_EXERCISES_
1. According to the article on Rotherfield Peppard, in what year was Providence Chapel founded?
2. Write a continuation of the article on Rotherfield Peppard, picking up after its final sentence.

Rotherfield Peppard
Rotherfield Peppard | |
Oxfordshire | |
---|---|
All Saints, Rotherfield Peppard | |
Location | |
Grid reference: | SU710815 |
Location: | 51°31’41"N, -0°57’25"W |
Data | |
Population: | 1,649 (2011) |
Post town: | Henley-On-Thames |
Postcode: | RG9 |
Dialling code: | 01491 |
Local Government | |
Council: | South Oxfordshire |
Parliamentary constituency: |
Henley |
Website: | www.rppc.org.uk |
Rotherfield Peppard is a village in the Chiltern Hills in south-eastern Oxfordshire, a mile south-west of Rotherfield Greys. It is centred three miles west of Henley-on-Thames, four and half miles north of Reading, the latter across the Thames in Berkshire.
The 2011 Census recorded the parish population as 1,649. The area includes Peppard Hill, which is half a mile west of the centre of the village, and adjoins Sonning Common.
Peppard Common is public woodland and meadow in between in a ravine. The far east of the parish is a golf course and the far west is Kingwood Common which is also wooded common land.
The name 'Rotherfield' derives from the Old English hreðerfeld meaning "cattle field". In the middle of the area is the open-to-the-public land, Peppard Common, once used for grazing and which can be used by parishioners for small timber.
Churches
The Church of England parish church, All Saints was Norman, but was almost completely rebuilt in 1874.[1] All Saints' is a Grade II* listed building.[2] The ecclesiastical parish has become part of the united benefice of Rotherfield Peppard, Kidmore End and Sonning Common.
Providence Chapel was founded in 1795. It later became Peppard Congregational Church. It is now Springwater Congregational Church.[3]
History
Blount's Court is an early 19th-century house with neoclassical features, including a 15th-century doorway and 16th-century panelling.[1] It was the childhood home of Francis Knollys, 1st Viscount Knollys and is now the Johnson Matthey Technology Centre.

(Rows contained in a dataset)
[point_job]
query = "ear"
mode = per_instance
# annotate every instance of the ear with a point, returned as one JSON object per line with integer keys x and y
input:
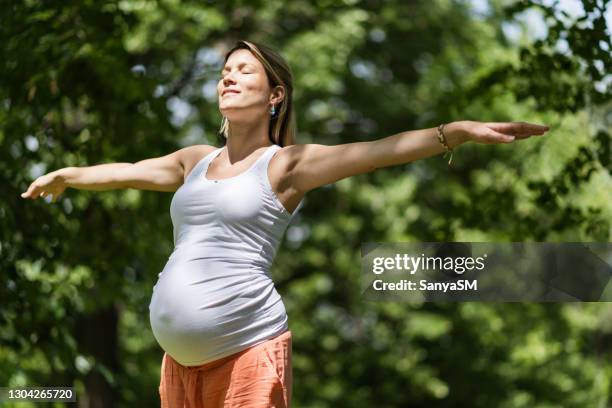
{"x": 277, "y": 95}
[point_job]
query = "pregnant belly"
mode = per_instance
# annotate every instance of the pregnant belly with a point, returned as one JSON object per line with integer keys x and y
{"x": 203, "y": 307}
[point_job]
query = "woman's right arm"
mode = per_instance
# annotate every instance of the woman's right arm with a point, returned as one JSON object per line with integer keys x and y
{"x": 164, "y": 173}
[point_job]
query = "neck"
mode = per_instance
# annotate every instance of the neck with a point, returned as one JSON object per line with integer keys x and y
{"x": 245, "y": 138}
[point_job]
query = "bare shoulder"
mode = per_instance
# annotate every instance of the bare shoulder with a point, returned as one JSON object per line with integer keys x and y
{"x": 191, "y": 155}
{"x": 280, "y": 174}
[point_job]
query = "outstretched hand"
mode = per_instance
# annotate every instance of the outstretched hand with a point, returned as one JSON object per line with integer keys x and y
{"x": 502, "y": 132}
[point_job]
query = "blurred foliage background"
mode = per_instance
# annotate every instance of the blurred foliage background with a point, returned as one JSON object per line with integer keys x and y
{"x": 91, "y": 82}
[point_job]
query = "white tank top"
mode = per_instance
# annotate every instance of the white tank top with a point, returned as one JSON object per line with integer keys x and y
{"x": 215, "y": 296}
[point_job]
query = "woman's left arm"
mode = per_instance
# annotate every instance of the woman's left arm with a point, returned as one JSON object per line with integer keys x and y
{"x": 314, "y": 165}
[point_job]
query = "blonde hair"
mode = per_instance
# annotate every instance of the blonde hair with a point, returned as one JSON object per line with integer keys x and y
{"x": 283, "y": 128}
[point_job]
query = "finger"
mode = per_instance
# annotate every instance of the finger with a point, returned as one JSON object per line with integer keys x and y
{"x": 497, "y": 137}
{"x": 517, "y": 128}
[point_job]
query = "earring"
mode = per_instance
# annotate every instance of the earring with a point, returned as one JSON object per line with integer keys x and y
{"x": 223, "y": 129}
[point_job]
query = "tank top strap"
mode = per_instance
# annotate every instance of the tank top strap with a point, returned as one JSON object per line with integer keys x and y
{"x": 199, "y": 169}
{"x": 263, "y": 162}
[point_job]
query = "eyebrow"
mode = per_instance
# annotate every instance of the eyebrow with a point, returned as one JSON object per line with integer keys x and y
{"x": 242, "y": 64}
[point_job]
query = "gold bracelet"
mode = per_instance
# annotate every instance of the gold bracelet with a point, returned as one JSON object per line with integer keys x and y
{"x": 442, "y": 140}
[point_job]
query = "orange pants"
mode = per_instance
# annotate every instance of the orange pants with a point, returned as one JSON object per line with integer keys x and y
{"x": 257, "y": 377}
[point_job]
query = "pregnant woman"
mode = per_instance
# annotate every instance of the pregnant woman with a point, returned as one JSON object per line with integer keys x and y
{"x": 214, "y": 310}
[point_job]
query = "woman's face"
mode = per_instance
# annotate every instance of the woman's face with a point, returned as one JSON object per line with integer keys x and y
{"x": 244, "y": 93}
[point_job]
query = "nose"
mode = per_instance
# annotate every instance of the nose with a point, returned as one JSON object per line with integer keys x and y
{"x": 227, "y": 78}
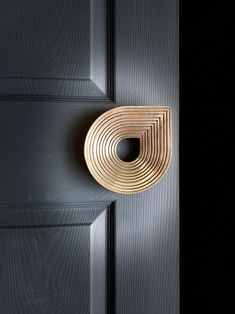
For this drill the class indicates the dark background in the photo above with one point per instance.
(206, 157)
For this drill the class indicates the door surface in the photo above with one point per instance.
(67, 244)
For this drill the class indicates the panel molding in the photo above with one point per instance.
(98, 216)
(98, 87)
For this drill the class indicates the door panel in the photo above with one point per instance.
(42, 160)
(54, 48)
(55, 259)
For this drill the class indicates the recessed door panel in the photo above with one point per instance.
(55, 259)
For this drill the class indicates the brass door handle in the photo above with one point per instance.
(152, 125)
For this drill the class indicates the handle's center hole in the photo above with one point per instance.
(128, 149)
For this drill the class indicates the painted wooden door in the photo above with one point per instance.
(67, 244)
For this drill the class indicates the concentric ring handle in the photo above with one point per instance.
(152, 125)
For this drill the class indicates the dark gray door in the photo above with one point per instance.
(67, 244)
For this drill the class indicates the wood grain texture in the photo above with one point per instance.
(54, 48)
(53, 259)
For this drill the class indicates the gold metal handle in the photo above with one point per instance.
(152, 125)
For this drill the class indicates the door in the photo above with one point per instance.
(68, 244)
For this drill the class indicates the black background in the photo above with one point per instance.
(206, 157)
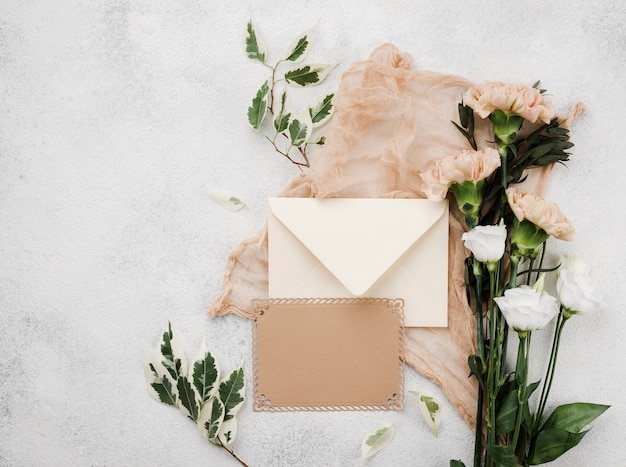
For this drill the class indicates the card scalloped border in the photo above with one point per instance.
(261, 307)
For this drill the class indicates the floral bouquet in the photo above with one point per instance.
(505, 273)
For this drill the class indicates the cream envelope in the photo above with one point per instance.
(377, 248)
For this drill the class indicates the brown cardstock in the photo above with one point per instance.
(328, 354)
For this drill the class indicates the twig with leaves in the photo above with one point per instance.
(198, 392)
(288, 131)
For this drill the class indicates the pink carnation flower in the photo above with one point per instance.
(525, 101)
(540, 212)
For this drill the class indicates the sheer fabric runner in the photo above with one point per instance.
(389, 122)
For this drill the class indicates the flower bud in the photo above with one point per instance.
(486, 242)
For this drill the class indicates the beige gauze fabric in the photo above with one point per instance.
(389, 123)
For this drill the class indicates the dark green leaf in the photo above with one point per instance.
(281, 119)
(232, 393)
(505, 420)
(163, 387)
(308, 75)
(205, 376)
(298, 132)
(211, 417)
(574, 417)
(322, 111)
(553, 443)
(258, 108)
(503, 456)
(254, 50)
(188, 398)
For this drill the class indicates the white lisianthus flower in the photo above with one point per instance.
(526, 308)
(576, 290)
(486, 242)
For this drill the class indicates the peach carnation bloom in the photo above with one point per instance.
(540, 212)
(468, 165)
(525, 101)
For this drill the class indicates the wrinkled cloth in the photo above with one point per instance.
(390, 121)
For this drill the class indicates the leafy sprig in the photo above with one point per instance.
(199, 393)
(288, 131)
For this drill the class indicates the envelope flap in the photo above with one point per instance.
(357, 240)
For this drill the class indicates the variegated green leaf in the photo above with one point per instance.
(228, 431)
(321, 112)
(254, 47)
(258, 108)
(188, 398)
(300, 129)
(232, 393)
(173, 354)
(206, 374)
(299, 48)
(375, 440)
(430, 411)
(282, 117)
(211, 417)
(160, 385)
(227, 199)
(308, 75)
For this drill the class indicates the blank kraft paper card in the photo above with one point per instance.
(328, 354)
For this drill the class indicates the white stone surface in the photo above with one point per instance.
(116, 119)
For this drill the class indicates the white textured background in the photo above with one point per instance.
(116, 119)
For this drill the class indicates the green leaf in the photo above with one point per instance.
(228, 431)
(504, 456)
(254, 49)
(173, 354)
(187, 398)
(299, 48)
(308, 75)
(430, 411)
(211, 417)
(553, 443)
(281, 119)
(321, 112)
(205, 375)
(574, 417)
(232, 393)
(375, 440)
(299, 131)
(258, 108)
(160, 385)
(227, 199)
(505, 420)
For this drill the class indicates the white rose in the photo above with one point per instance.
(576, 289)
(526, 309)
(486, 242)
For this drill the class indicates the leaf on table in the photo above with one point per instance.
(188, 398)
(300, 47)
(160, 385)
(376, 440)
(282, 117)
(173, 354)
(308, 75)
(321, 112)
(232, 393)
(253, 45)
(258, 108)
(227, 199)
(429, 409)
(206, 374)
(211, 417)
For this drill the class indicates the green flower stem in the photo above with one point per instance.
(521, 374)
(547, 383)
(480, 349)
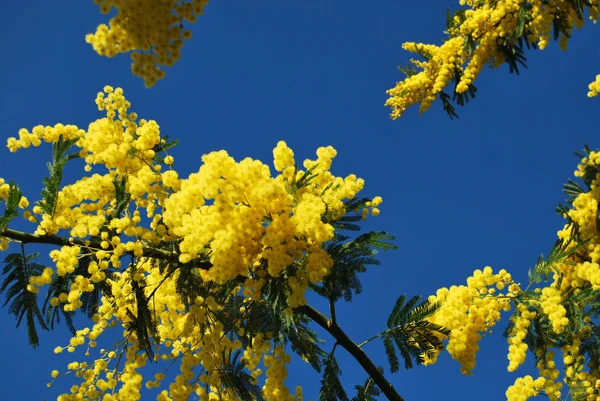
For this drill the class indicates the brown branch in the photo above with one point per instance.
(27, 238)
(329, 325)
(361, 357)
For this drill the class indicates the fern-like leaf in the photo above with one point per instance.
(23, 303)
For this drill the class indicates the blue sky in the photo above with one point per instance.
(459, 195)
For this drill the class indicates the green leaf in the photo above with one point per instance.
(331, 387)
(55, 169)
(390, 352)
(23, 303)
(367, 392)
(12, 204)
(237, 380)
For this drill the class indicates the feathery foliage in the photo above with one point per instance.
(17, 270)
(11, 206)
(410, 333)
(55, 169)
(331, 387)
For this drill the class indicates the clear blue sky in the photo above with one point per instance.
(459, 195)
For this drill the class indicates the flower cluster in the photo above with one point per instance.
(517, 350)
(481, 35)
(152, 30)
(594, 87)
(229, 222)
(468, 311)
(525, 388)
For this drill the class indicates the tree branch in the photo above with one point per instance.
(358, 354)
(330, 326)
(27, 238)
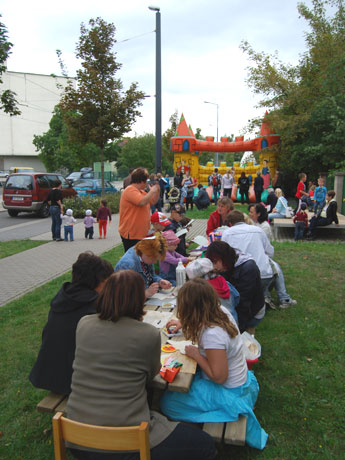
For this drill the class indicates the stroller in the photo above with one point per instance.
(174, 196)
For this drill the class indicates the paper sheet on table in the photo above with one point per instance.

* * *

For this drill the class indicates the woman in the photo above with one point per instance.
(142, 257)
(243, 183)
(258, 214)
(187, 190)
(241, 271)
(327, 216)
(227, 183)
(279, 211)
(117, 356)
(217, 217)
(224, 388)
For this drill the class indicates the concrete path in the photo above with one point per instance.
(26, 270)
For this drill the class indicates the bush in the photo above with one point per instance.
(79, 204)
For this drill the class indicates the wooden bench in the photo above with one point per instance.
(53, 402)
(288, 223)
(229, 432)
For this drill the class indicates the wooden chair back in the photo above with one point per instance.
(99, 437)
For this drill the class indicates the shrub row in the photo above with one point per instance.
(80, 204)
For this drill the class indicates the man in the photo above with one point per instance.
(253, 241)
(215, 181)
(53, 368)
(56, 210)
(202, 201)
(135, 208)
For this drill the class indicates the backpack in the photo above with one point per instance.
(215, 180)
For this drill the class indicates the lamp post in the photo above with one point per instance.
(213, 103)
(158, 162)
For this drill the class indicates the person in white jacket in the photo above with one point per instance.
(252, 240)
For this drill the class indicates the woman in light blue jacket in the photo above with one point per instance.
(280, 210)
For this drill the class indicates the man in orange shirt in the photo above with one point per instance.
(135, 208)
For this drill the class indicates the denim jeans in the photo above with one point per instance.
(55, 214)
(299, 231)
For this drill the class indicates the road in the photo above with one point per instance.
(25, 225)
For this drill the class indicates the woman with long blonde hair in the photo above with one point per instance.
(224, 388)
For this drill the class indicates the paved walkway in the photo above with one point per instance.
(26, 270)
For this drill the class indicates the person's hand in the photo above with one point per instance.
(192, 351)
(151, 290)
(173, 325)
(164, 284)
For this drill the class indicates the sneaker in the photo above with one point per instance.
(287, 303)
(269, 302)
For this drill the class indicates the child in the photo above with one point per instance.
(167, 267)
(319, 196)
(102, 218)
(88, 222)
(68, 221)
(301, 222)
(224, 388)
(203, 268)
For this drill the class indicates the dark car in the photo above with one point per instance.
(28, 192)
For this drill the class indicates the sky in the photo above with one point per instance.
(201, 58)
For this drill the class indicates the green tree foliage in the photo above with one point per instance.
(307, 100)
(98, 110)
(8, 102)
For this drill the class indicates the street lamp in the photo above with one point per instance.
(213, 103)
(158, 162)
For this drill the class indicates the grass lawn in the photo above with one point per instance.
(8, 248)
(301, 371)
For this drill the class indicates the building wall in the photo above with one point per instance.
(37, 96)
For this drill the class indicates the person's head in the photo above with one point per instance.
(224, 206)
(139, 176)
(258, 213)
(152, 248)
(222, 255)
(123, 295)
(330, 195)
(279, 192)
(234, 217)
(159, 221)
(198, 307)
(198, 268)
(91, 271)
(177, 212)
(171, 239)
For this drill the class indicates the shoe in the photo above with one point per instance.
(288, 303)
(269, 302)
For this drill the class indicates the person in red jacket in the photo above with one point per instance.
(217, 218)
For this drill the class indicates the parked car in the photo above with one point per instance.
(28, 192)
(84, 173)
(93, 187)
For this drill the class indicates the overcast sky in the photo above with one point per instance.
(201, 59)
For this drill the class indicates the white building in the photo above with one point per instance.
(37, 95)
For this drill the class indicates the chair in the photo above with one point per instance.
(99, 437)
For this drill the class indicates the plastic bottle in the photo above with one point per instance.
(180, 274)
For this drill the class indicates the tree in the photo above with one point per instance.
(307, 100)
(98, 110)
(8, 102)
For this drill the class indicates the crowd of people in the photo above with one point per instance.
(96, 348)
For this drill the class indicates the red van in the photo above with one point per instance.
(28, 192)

_OUTPUTS IN ORDER_
1. 1795

2.
Wyfold Court was designed by Somers Clarke and built in 1872–78 for the Lancashire cotton magnate Edward Hermon (1822–81).[4] It is a Grade II* listed building.[5]
On film and television
Outside links
("Wikimedia Commons" has material about Rotherfield Peppard) |
References
- ↑ 1.0 1.1 Sherwood & Pevsner 1974, p. 737.
- ↑ National Heritage List 1369298: Church of All Saints (Grade II* listing)
- ↑ "Springwater Congregational Church". Find a Church. Congregational Federation. http://www.congregational.org.uk/find-a-church/church-finder/268/springwater-congregational-church.
- ↑ Sherwood & Pevsner 1974, p. 738.
- ↑ National Heritage List 1180805: Borocourt Hospital (Grade II* listing)
- ↑ "Howard's End". The Castles and Manor Houses of Cinema's Greatest Period Films. Architectural Digest. January 2013. http://www.architecturaldigest.com/ad/set-design/2013/period-movies-set-design-manors-castles-vanity-fair-jane-eyre-slideshow#slide=9.
- ↑ Howard's End at the Internet Movie Database
- Lacey, Paul (1990). Thames Valley the British Years: 1915–1920. Wokingham: Paul Lacey. pp. 18, 26. ISBN 0-9510739-3-1.
- Nikolaus Pevsner: Pevsner Architectural Guides
- A History of the County of Oxford - Volume 16 pp 302-337: Rural Parishes: Rotherfield Peppard (Victoria County History)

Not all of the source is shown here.